## Given request
Rewrite the data below with every occurrence of "drop" changed to "place", leaving everything else the same.

## Stored rows
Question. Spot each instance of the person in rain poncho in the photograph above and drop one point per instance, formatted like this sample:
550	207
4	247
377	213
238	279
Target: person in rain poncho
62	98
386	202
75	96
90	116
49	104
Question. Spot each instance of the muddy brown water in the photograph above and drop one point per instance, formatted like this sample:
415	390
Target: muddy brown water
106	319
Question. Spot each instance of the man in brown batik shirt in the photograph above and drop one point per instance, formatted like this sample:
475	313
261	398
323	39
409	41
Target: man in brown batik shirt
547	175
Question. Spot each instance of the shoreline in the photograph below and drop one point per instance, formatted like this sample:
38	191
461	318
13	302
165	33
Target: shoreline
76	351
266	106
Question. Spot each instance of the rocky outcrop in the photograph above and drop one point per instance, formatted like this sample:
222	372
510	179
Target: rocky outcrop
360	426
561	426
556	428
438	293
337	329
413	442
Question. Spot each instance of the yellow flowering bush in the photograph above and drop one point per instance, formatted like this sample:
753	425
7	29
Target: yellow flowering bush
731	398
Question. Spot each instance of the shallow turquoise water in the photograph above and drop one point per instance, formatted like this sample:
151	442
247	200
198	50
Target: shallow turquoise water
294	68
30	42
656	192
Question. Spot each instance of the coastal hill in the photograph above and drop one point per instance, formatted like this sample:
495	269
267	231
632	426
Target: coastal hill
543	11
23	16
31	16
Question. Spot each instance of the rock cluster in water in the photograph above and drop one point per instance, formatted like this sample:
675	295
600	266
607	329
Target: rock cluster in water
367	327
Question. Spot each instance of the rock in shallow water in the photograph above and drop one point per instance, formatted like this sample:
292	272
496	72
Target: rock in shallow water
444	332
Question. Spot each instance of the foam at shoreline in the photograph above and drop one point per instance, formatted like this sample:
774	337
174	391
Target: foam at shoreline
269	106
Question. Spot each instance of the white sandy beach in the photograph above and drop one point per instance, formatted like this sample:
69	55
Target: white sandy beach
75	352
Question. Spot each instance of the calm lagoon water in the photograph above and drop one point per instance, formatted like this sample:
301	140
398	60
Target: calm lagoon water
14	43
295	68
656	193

## Correct response
Question. Spot each instance of the person in rain poncho in the photograph above and place one point per instance, formatted like this sample:
550	207
4	247
377	213
238	279
Target: person in rain poncho
62	98
386	202
75	96
90	116
49	104
Question. Spot each instance of the muddy brown water in the photograph above and place one point per instance, formatted like this sample:
415	390
Target: muddy brown water
106	319
Question. Spot each instance of the man in brown batik shirt in the photograph above and place one point per instance, formatted like this sample:
475	313
261	398
323	39
409	41
Target: man in brown batik shirt
547	175
Question. Spot each instance of the shoreline in the photograph below and place one point per instance, formatted like this sample:
38	191
461	318
13	302
165	33
Target: shoreline
76	351
266	106
Question. Spot each instance of the rocky outcrop in the photograph above and place one point per instance, formatted like this sample:
222	372
510	179
Target: rocky outcrop
360	426
561	426
556	428
438	293
337	329
413	442
Question. Spot each instance of the yellow flowering bush in the photograph above and place one point per instance, formatted like this sample:
753	425
7	29
Target: yellow flowering bush
731	398
Question. Spot each instance of the shallow turquoise water in the photograph above and place one point per instance, formatted like this sample:
151	442
247	200
198	50
Target: shallow turquoise water
294	68
30	42
656	192
Question. Spot each instance of the coastal hill in the photograph above and place one point per instance, formatted like this sample:
495	269
267	231
632	426
Target: coastal hill
543	11
23	16
31	16
Question. Spot each instance of the rock cluster in water in the photograph above and place one point per instance, formatted like this sample:
675	295
600	266
607	329
Target: rock cluster in water
367	327
Question. Spot each instance of the rock in shallow water in the photograph above and place one point per instance, formatted like this sample:
292	272
496	72
Target: rock in shallow water
444	332
Question. Spot each instance of the foam at shoreline in the photograph above and place one point per instance, formatted like this sample:
774	337
174	391
Target: foam at shoreline
269	106
Question. Spot each instance of the white sandy beach in the photograph above and place one point per instance, formatted like this sample:
69	55
Target: white sandy beach
75	352
Question. Spot each instance of the calm lagoon water in the photograph above and place one point per instance, formatted like this sample:
301	140
398	60
Target: calm lagoon water
14	43
295	68
656	193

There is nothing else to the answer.